** Information provided **
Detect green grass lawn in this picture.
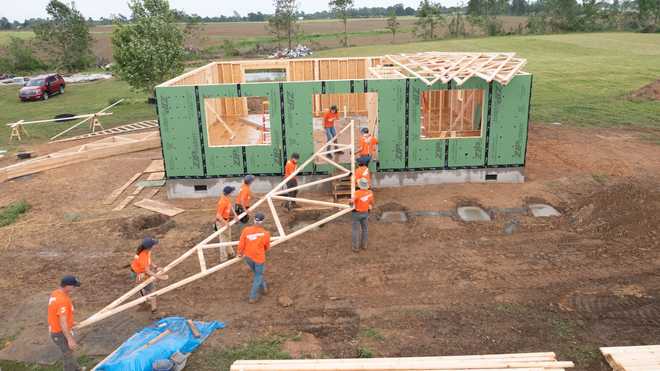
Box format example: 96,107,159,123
0,79,156,150
0,31,34,46
314,33,660,127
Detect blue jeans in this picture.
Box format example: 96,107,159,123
351,211,369,251
325,126,337,142
244,256,267,300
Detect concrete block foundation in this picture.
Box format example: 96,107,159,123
165,167,525,198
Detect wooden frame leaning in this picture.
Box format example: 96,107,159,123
75,121,355,329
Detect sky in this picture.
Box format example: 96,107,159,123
0,0,438,21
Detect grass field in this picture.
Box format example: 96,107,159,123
0,79,156,149
0,33,660,153
316,33,660,127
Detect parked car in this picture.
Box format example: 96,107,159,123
18,74,66,102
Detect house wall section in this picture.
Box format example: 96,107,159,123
156,75,532,178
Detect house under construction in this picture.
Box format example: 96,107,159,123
156,52,532,196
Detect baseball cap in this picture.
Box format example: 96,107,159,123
142,237,158,249
60,275,80,287
222,186,236,195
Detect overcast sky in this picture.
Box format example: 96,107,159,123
0,0,438,21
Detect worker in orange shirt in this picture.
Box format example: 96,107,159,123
48,276,81,371
234,175,254,231
215,186,236,262
358,128,378,165
355,157,371,189
284,152,300,210
131,237,167,316
323,105,341,157
238,213,270,304
351,178,374,252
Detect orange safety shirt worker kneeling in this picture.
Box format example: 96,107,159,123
353,189,374,213
131,249,151,274
238,225,270,264
48,289,73,334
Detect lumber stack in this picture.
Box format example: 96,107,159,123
0,132,160,182
231,353,573,371
600,345,660,371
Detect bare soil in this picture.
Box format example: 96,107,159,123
0,125,660,371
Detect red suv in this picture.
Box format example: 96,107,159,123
18,74,66,102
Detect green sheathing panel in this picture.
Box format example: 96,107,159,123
488,75,532,165
156,86,204,177
198,84,244,177
241,83,283,174
448,77,488,167
408,79,447,169
366,80,406,170
283,81,321,172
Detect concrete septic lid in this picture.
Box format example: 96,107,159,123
379,211,408,223
456,206,490,222
529,204,561,218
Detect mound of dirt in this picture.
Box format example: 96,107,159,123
119,214,176,239
628,80,660,101
570,181,660,241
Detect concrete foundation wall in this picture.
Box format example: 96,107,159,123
166,167,525,198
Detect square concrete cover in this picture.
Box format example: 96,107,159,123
529,204,561,218
456,206,490,222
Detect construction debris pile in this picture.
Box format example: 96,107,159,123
268,44,312,58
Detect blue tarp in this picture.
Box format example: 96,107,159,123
96,317,225,371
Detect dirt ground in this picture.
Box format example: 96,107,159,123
0,125,660,371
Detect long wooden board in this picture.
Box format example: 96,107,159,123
0,132,160,182
133,199,185,216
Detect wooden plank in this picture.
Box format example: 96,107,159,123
103,172,142,205
0,132,160,182
144,159,165,173
112,196,135,211
133,199,185,216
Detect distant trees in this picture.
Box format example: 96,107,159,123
268,0,300,49
328,0,353,47
385,10,401,42
415,0,444,40
34,0,94,71
0,36,46,74
112,0,185,93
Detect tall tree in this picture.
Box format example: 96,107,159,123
112,0,185,93
415,0,444,40
268,0,300,49
328,0,353,47
34,0,94,71
385,9,401,42
637,0,660,32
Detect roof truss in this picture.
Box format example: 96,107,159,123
369,52,527,86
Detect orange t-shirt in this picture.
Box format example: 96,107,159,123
48,289,73,334
215,195,231,220
355,166,371,187
236,184,252,210
323,111,339,128
131,249,151,274
358,135,378,156
353,189,374,213
238,225,270,264
284,160,298,179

** Instruction **
Format every line of the listing above as a JSON list of strings, one string per line, leaving out blank lines and the pictures.

** The answer **
[
  "Detect green grass lawn in this picture.",
  "Box format example: 96,107,159,123",
  "0,79,156,150",
  "0,31,34,46",
  "314,33,660,127",
  "Detect blue jeans in this picture.",
  "Box format example: 96,107,159,123",
  "351,211,369,251",
  "325,126,337,142",
  "244,256,267,300",
  "Detect concrete block foundation in this picture.",
  "Box format example: 96,107,159,123",
  "165,167,525,198",
  "Detect wooden frame leaning in this picture.",
  "Box format example: 96,107,159,123",
  "75,121,355,329",
  "Detect sky in this picture.",
  "Box format example: 96,107,159,123",
  "0,0,438,21",
  "Detect grass field in this picture.",
  "Box format example: 96,107,159,123",
  "0,79,156,149",
  "0,33,660,153",
  "316,33,660,127",
  "Detect parked car in this picture.",
  "Box format example: 96,107,159,123",
  "18,74,66,102",
  "Detect house wall section in this picture.",
  "Box format example: 96,107,159,123",
  "156,75,532,178",
  "Detect house under construction in this picture.",
  "Box format example: 96,107,159,123",
  "156,52,532,196",
  "Detect baseball cap in this picture.",
  "Box format example: 96,107,159,123",
  "142,237,158,249",
  "60,275,80,287",
  "222,186,236,195",
  "Detect overcast sky in this picture.",
  "Box format example: 96,107,159,123",
  "0,0,438,21",
  "Detect worker in orange shirt in this picture.",
  "Box format example: 96,107,159,123",
  "48,276,81,371",
  "234,175,254,231",
  "215,186,236,262",
  "358,128,378,165",
  "355,157,371,189",
  "284,152,300,210",
  "131,237,167,316",
  "323,105,341,157",
  "238,213,270,304",
  "351,178,374,252",
  "Detect orange safety shirt worker kneeling in this picture.",
  "Box format example: 96,107,159,123",
  "353,189,374,213",
  "131,249,151,274",
  "238,225,270,264",
  "48,289,73,334",
  "Detect lumber stack in this picture.",
  "Box format example: 96,107,159,123",
  "0,132,160,182",
  "231,353,573,371",
  "600,345,660,371",
  "Detect bare soil in this picture.",
  "Box format example: 96,107,159,123",
  "0,125,660,371",
  "Detect red suv in this picture.",
  "Box format example: 96,107,159,123",
  "18,74,66,102",
  "Detect green sheathing panel in this picture.",
  "Box format example: 96,107,159,123",
  "488,75,532,165",
  "156,86,204,177",
  "198,84,244,177",
  "241,83,283,174",
  "448,77,488,167",
  "408,79,447,169",
  "366,80,406,170",
  "283,81,321,172",
  "Detect concrete septic lid in this picture.",
  "Box format example: 96,107,159,123",
  "379,211,408,223",
  "456,206,490,222",
  "529,204,561,218",
  "Detect mound of dirt in this picture.",
  "Box format example: 96,107,159,123",
  "119,214,176,239",
  "628,80,660,101",
  "570,181,660,241",
  "Detect concrete foundation wall in this picture.",
  "Box format example: 96,107,159,123",
  "166,167,525,198",
  "Detect square concrete cover in this picture.",
  "Box format example: 96,107,159,123",
  "529,204,561,218",
  "456,206,490,222",
  "Detect construction debris pile in this picture.",
  "Box format example: 96,107,159,123",
  "268,44,312,58",
  "Detect blue tarp in this picture.",
  "Box format example: 96,107,159,123",
  "96,317,225,371",
  "Detect dirt ground in this picture.",
  "Box format example: 96,107,159,123",
  "0,125,660,371",
  "Detect long wooden board in this picture.",
  "Box format example: 96,107,159,123",
  "0,132,160,182",
  "133,199,185,216",
  "Detect wooden plank in this picture.",
  "Box format example: 96,107,159,123",
  "103,172,142,205",
  "0,132,160,182",
  "144,159,165,173",
  "112,196,135,211",
  "133,199,185,216",
  "Detect distant trees in this picture.",
  "Box format example: 96,107,159,123",
  "268,0,300,49",
  "328,0,353,47",
  "385,10,401,42",
  "415,0,444,40",
  "34,0,94,71",
  "0,36,46,74",
  "112,0,185,93",
  "Detect tall tree in this picture.",
  "Box format example: 96,107,159,123",
  "112,0,185,93",
  "415,0,444,40",
  "268,0,300,49",
  "328,0,353,47",
  "34,0,94,71",
  "385,9,401,42",
  "637,0,660,32",
  "Detect roof truss in this picture.",
  "Box format example: 96,107,159,123",
  "369,52,527,86",
  "Detect orange t-shirt in this picture.",
  "Box format example: 96,107,159,123",
  "48,289,73,334",
  "215,195,231,220",
  "355,166,371,187",
  "236,184,252,210",
  "323,111,339,128",
  "131,249,151,274",
  "358,135,378,156",
  "353,189,374,213",
  "238,225,270,264",
  "284,160,298,179"
]